Supplied material =
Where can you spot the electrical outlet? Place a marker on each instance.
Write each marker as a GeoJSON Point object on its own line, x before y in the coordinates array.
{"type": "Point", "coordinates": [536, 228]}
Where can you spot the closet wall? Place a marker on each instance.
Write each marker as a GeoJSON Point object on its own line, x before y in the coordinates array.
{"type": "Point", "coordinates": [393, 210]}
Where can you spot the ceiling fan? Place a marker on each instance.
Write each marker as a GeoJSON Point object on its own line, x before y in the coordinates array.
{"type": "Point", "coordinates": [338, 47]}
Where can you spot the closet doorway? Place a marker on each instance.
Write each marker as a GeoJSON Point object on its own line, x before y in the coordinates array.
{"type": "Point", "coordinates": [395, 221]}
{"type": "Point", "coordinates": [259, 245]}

What needs to be done =
Arrange every line of the listing above as a Markdown table with two columns, Row and Listing line, numbering the lines in order and leaving out any blank ones.

Solved problem =
| Row | Listing line |
|---|---|
| 1 | Where can you spot the electrical outlet? Place a marker on each instance. |
| 2 | Write each marker as a GeoJSON Point object on its own line, x before y in the coordinates array. |
| 3 | {"type": "Point", "coordinates": [536, 228]} |
| 4 | Where can you spot the closet wall? Place a marker on each instance. |
| 5 | Write each marker as a GeoJSON Point object on its own line, x before y in the coordinates array. |
| 6 | {"type": "Point", "coordinates": [393, 210]} |
| 7 | Where can you spot the ceiling fan? Place a marker on each instance. |
| 8 | Write each marker as a GeoJSON Point object on its own line, x before y in the coordinates array. |
| 9 | {"type": "Point", "coordinates": [338, 47]} |
| 10 | Where can you spot the closet doorway? Place a marker on each instance. |
| 11 | Write each marker as a GeoJSON Point object on its own line, x before y in the coordinates array. |
| 12 | {"type": "Point", "coordinates": [395, 221]} |
| 13 | {"type": "Point", "coordinates": [259, 245]} |